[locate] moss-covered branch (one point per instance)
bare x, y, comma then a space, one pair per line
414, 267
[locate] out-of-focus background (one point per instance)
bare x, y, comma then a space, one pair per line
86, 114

+---+

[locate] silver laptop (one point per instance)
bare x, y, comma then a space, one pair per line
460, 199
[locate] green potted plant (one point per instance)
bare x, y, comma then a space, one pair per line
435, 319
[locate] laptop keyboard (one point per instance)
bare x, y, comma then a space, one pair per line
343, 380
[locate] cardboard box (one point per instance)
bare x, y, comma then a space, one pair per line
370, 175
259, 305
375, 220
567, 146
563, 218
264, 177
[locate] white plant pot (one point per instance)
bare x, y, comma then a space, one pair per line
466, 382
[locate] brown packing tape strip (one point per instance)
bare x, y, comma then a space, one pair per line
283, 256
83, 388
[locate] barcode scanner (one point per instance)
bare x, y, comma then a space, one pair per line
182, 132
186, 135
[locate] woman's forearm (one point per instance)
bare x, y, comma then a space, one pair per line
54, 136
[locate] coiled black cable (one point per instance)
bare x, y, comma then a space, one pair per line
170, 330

+---+

▸ Work required: If a line of the data contains "instance", it counts; report the number of such lines and nothing else.

▸ The completed task: 11